─── Selected excerpt
DESCRIPTION OF DRAWINGS

FIG. 1 is a TPR (Temperature Programmed Reduction) curve of a dried sample of an oxygen storage capacity material containing precious metals prepared based on example 1 and comparative example 1;

FIG. 2 is a TPR (Temperature Programmed Reduction) curve of a calcined sample of an oxygen storage capacity material containing precious metals prepared based on example 1 and comparative example 1;

FIG. 3 is a TPR (Temperature Programmed Reduction) curve of a dried sample of an oxygen material containing precious metals prepared based on examples 1, 2 and 3 and comparative example 2; and

FIG. 4 is a TPR (Temperature Programmed Reduction) curve of a calcined sample of an oxygen storage capacity material containing precious metals prepared based on examples 1, 2 and 3 and comparative example 2.

BEST MODE

Hereinafter, the present invention will be more specifically described below.
──────
─── Information shown
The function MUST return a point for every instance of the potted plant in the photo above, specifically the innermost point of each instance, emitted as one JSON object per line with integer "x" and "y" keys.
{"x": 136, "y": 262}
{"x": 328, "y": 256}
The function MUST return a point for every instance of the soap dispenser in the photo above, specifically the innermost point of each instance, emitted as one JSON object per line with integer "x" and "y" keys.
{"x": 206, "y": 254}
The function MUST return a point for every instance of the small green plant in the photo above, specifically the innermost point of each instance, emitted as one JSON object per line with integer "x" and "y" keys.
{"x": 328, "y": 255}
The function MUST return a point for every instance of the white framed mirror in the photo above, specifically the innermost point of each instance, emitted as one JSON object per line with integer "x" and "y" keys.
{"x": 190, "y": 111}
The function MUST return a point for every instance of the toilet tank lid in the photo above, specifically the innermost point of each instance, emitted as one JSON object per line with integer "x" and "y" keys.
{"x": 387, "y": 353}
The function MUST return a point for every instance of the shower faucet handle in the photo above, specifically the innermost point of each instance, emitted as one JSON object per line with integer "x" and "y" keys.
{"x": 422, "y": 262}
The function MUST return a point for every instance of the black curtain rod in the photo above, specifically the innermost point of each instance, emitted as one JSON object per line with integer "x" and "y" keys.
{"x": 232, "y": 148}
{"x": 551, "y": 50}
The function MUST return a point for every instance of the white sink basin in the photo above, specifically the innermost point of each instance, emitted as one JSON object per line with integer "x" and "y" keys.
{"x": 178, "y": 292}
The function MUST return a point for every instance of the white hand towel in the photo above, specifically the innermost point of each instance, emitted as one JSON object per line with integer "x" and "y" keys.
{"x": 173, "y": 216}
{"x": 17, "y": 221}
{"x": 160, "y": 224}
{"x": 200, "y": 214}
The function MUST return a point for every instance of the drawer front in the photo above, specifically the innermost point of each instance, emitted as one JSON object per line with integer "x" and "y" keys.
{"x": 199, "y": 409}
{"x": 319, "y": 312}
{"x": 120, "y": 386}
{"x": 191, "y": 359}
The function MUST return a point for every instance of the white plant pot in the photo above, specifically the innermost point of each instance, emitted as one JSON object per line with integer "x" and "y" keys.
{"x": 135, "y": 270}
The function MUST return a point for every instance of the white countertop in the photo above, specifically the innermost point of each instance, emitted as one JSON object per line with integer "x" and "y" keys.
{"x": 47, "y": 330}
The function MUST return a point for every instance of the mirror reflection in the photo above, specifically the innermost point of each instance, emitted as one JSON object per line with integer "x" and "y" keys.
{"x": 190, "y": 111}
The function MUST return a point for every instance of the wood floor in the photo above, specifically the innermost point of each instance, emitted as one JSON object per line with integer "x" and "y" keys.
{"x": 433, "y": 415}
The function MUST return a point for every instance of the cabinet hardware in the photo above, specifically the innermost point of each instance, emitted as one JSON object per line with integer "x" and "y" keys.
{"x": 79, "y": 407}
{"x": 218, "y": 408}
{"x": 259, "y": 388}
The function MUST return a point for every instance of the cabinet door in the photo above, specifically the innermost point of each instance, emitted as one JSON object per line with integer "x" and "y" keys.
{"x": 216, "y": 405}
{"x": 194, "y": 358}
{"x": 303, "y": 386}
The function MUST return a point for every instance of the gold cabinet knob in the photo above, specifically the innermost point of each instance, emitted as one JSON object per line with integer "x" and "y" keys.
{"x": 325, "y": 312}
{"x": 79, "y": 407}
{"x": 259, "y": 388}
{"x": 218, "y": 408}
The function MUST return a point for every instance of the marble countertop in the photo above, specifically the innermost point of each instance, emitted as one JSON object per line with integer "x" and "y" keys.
──────
**Parts of the exercise:**
(A) In the drawing descriptions for the oxygen storage capacity material, what separates FIG. 1 from FIG. 2? Answer in one to three sentences.
(B) In the drawing descriptions for the oxygen storage capacity material, which examples and comparative example is FIG. 4 based on?
(C) Proceed with the patent text on the oxygen storage capacity material, starting after its last sentence.

**Per-task answers:**
(A) Both figures are TPR (Temperature Programmed Reduction) curves of the oxygen storage capacity material containing precious metals, prepared based on example 1 and comparative example 1. FIG. 1 shows a dried sample, and FIG. 2 shows a calcined sample.

(B) Examples 1, 2 and 3 and comparative example 2.

(C)
According to the present invention, a metal oxide is prepared by continuously reacting a reaction mixture, including (i) water, (ii) a water-soluble precious metal compound, (iii) a water-soluble cerium compound and (iv) at least one of water-soluble metal compounds selected from the group consisting of a zirconium compound, a scandium compound, a yttrium compound and a lanthanide metal compound other than a cerium compound, at a temperature from 200° C. to 700° C. and at a pressure from 180 bar to 550 bar. Here, if the reaction temperature is below 200° C. or the reaction pressure is below 180 bar, the reaction rate is low and the solubility of the resultant oxides is high, thus the degree of recovery into a precipitate is lowered. Further, if the reaction temperature and the reaction pressure are too high, the economic efficiency is decreased.
According to the present invention, the molar ratio of precious metal to metal other than the precious metal in a reaction product is in the range from 0.001 to 0.1. If the molar ratio is below 0.001, it is too low to be effective as a catalyst. Further, if the molar ratio is above 0.1, the cost is too high to be economically meaningful.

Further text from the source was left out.